━━━ GIVEN RECORDS

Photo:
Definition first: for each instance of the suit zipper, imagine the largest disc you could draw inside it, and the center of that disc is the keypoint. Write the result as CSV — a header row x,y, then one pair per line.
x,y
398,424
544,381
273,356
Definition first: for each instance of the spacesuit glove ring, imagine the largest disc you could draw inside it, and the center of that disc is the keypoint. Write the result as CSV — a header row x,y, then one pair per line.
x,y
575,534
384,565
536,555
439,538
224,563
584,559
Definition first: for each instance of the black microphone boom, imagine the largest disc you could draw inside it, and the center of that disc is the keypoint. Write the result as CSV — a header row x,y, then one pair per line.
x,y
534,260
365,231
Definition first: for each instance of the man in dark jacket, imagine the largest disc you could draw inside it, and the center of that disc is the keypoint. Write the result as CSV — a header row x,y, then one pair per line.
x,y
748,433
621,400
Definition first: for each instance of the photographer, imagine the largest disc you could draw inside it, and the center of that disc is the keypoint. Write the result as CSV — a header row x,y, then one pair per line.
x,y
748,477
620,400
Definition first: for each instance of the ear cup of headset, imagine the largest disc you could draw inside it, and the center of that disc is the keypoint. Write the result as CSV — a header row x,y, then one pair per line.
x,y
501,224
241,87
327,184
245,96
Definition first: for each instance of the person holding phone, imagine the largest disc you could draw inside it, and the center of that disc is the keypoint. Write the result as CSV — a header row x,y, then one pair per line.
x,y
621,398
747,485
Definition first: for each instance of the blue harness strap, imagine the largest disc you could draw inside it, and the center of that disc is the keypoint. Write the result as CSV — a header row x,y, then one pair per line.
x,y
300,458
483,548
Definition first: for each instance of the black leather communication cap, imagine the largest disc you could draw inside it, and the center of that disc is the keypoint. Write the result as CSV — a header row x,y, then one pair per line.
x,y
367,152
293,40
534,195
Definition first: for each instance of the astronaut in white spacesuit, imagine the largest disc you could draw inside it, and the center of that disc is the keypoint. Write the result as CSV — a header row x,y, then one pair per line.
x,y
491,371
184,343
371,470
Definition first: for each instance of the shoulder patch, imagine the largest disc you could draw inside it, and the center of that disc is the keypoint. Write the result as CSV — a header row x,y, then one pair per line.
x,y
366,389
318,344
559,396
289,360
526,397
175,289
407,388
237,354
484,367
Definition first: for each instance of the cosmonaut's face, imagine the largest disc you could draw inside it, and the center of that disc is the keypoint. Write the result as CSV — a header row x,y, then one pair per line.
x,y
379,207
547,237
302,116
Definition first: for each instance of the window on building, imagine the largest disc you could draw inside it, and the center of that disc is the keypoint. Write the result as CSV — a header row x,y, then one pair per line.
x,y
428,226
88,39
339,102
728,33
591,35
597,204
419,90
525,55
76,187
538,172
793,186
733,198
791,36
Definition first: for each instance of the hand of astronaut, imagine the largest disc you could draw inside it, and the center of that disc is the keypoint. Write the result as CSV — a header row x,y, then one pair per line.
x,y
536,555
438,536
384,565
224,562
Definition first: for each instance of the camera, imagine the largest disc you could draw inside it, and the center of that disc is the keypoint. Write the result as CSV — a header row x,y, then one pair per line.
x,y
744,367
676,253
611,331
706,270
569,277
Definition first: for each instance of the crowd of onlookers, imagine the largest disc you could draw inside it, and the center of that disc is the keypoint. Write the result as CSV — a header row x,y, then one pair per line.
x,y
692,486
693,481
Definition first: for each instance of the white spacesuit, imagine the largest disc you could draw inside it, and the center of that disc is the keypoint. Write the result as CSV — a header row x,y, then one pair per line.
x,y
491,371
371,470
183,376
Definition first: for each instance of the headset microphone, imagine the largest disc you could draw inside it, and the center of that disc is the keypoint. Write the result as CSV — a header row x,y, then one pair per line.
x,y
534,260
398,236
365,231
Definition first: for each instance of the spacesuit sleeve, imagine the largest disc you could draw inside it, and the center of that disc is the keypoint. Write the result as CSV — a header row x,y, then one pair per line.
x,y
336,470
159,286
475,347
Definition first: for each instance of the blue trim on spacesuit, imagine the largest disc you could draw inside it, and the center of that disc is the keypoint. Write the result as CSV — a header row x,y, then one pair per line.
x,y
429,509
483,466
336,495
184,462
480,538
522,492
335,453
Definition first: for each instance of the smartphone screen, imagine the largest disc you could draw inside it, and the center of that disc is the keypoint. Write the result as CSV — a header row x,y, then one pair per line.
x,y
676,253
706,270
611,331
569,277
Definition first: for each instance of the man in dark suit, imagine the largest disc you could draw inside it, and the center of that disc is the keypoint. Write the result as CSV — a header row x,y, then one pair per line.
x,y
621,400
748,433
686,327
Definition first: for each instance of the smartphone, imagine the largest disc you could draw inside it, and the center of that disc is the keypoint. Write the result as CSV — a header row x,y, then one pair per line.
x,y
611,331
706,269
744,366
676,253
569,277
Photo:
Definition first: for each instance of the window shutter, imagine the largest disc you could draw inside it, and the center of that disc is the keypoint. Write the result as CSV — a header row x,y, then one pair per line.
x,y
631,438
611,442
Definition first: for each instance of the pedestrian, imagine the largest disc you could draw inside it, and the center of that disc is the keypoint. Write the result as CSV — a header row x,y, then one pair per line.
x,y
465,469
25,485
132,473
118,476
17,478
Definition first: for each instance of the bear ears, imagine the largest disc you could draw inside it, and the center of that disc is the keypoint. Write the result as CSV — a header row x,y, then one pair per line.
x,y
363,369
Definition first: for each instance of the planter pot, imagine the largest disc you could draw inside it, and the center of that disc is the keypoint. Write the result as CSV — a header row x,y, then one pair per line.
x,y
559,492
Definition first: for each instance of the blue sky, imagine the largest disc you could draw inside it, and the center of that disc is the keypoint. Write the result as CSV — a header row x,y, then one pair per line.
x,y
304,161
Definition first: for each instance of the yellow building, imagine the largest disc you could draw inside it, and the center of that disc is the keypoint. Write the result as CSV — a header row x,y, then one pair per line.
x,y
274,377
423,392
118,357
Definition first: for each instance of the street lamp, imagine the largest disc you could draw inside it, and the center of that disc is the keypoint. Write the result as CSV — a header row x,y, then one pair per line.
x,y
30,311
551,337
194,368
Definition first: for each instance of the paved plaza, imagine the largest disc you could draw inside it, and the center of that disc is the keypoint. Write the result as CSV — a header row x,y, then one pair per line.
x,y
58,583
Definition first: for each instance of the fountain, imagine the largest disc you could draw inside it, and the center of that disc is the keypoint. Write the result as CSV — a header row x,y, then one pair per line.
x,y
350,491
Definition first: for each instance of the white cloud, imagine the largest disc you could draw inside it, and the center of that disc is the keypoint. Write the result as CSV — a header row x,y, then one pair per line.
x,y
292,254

━━━━━━

→ TASK TO CARRY OUT: Write the entries out again exactly.

→ TASK RESPONSE:
Photo:
Definition first: for each instance of the suit zipper, imagine the largest disc you could draw inside it, and the center of that disc is the keypoint. Write the result as CSV — a header row x,y, then one pair per line.
x,y
398,424
544,381
273,356
Definition first: for each instance of the spacesuit glove ring, imagine the largest disc you could draw inside it, and the center of that disc is the keypoint. Write the result as CSV — a header row x,y, then one pair per line.
x,y
575,534
384,565
536,555
439,538
224,563
584,559
Definition first: for each instance of the black microphone boom, imagine the largest disc you could draw inside it, and the center of that disc is the keypoint. Write the result as CSV — a header row x,y, then one pair per line.
x,y
534,260
365,231
Definition first: for each instance of the man in dark jacket, imagine the largest disc you could draw inside it, and the center of that disc is the keypoint. Write the result as CSV — a header row x,y, then one pair per line.
x,y
748,433
621,400
Definition first: for each instance of the photographer, imagine the largest disc you could draw inside it, and the center of that disc is the keypoint. Write the result as CSV — a header row x,y, then one pair per line.
x,y
748,477
620,400
Definition first: for each instance of the ear cup of headset, imagine the largest disc you could draw inside it, and the center of that disc is the keypoint. Write the result as CSV — a header row x,y, then one pair per line.
x,y
501,224
241,87
327,184
245,96
Definition first: for each instance of the person holding phone, imagine the largest disc you could draw inside it, and the center of that disc is the keypoint. Write the result as CSV — a header row x,y, then one pair per line.
x,y
621,398
747,485
Definition first: for each instance of the blue harness strap, imagine the largest disc you could draw inside it, and the center of that disc is the keypoint. Write the result as CSV — a header row x,y, then one pair per line.
x,y
300,458
483,548
Definition first: for each instance of the black leather communication cap, imagine the largest disc you could draw inside it, and the center of that disc is the keypoint. Write the result as CSV — a header row x,y, then one pair per line.
x,y
367,152
293,40
534,195
Definition first: for each instance of the astronaut in white spacesuit, imagine the largest disc you could draw inside it, and the center of that disc is the keypoint. Write the result as CSV — a header row x,y, then one pair per line.
x,y
491,371
184,343
371,470
Definition first: for each instance of the shoulder patch, imagine the largest disc you could draw inside it, and the center of that disc is the keypoint. Write the result as CSV — a header row x,y, then one pair per line.
x,y
366,389
318,344
559,396
289,360
526,397
175,289
407,388
237,354
484,367
Definition first: for each instance of the cosmonaut's face, imagine the largest disc you could draw inside it, and the center of that disc is the keypoint. Write the result as CSV — a header row x,y, then one pair per line.
x,y
379,207
547,237
302,116
Definition first: for each instance of the window on building, imagine the largest disc you could draw inside it, and the center of that disc is the keypoint. Write the result as CSV — a header row x,y, then one pair per line.
x,y
428,226
88,39
339,102
728,33
591,35
597,204
419,90
525,55
76,187
538,172
793,186
733,198
791,36
Definition first: for each instance of the hand of astronaut, imagine the largest disc you could draw inside it, and the center of that disc is the keypoint. Write the result as CSV — a header row x,y, then one pair per line.
x,y
536,555
438,536
384,565
224,562
Definition first: for each instance of the camera, imagine the largest disc you could draw inside it, and the center of that disc is the keypoint. Write the result as CSV — a header row x,y, then one pair per line.
x,y
744,367
676,253
611,331
706,270
569,277
Definition first: for each instance of the crowd of onlookers, imagine the largest disc you could draw inside it, and the center of that disc is the keypoint. Write the result as CSV — a header row x,y, then one pair per line.
x,y
692,486
693,481
Definition first: for each instance of the white spacesuit, imagine the largest disc you could draw inside it, and the center of that disc is the keypoint. Write the result as CSV — a header row x,y, then one pair per line.
x,y
491,371
371,470
183,376
Definition first: for each instance of the headset microphone, imagine the largest disc you could draw inside it, and the center of that disc is the keypoint. Write the result as CSV — a header row x,y, then one pair per line.
x,y
534,260
398,236
365,231
Definition first: for each instance of the spacesuit sleeve, imagine the largest disc you could draw inside it, and the center of that disc is the keypoint. Write the result as CSV — a header row x,y, then one pair per line.
x,y
336,470
159,286
475,347
Definition first: for each instance of the blue trim on spacesuit, imagine the largest disc you could draw inside it, and the center of that disc is the keypoint. Write the result as CSV — a header row x,y, then one pair per line.
x,y
429,509
483,466
336,495
184,462
480,538
522,492
335,453
Definition first: for each instance of the smartphone screen, imagine the largest disc you could draw inside it, and the center of that disc is the keypoint. Write the result as CSV — a header row x,y, then one pair per line.
x,y
676,253
706,270
611,331
569,277
Definition first: for each instance of the man in dark suit, imagine the largest disc you could draw inside it, and the center of that disc is the keypoint. Write the result as CSV — a header row x,y, then one pair per line.
x,y
621,400
748,433
686,327
Definition first: for each instance of the smartphone, imagine the largest disc you could draw inside it, and the center of that disc is the keypoint. Write the result as CSV — a header row x,y, then one pair per line.
x,y
611,331
706,269
744,366
676,253
569,277
Photo:
Definition first: for each instance of the window shutter, imagine the largest disc you could draw inside it, and the center of that disc is the keypoint. Write the result as CSV — a header row x,y, then one pair per line.
x,y
631,438
611,442
Definition first: for each instance of the pedestrian, imagine the largest disc you could draw inside it, and the center of that disc is the keypoint. Write the result as CSV — a header row x,y, then one pair per line.
x,y
465,469
25,485
132,473
118,476
17,478
Definition first: for each instance of the bear ears, imagine the largest disc you could draw inside it, and the center of that disc is the keypoint. Write the result as CSV — a header row x,y, then one pair per line.
x,y
363,369
Definition first: for each instance of the planter pot, imagine the largest disc you could draw inside it, and the center of that disc is the keypoint. Write the result as CSV — a header row x,y, then one pair per line.
x,y
559,492
Definition first: for each instance of the blue sky, imagine the largest disc you could draw inside it, and the center of that disc is the keypoint. Write the result as CSV — a header row x,y, then one pair per line.
x,y
304,161
Definition first: for each instance of the yellow building, imagine the largest disc you could draw inside it, and the center of that disc is the keypoint. Write the result as CSV — a header row x,y, then one pair per line.
x,y
274,377
423,392
118,357
Definition first: for each instance of the street lamp, imagine the largest disc you could draw inside it, and the center of that disc is the keypoint. Write the result as CSV — a header row x,y, then one pair per line.
x,y
30,311
551,337
194,368
Definition first: for each instance of the paved plaza, imagine the largest disc you could draw inside it, and the center of that disc is the keypoint. Write the result as CSV — a header row x,y, then one pair per line.
x,y
58,583
Definition first: for each instance of the fountain, imagine the largest disc you could draw inside it, and the center of that disc is the keypoint. Write the result as CSV — a header row x,y, then one pair per line.
x,y
350,491
Definition first: for each instance of the white cloud, imagine the largest disc you could draw inside it, and the center of that disc is the keypoint. Write the result as CSV — a header row x,y, then one pair per line.
x,y
292,254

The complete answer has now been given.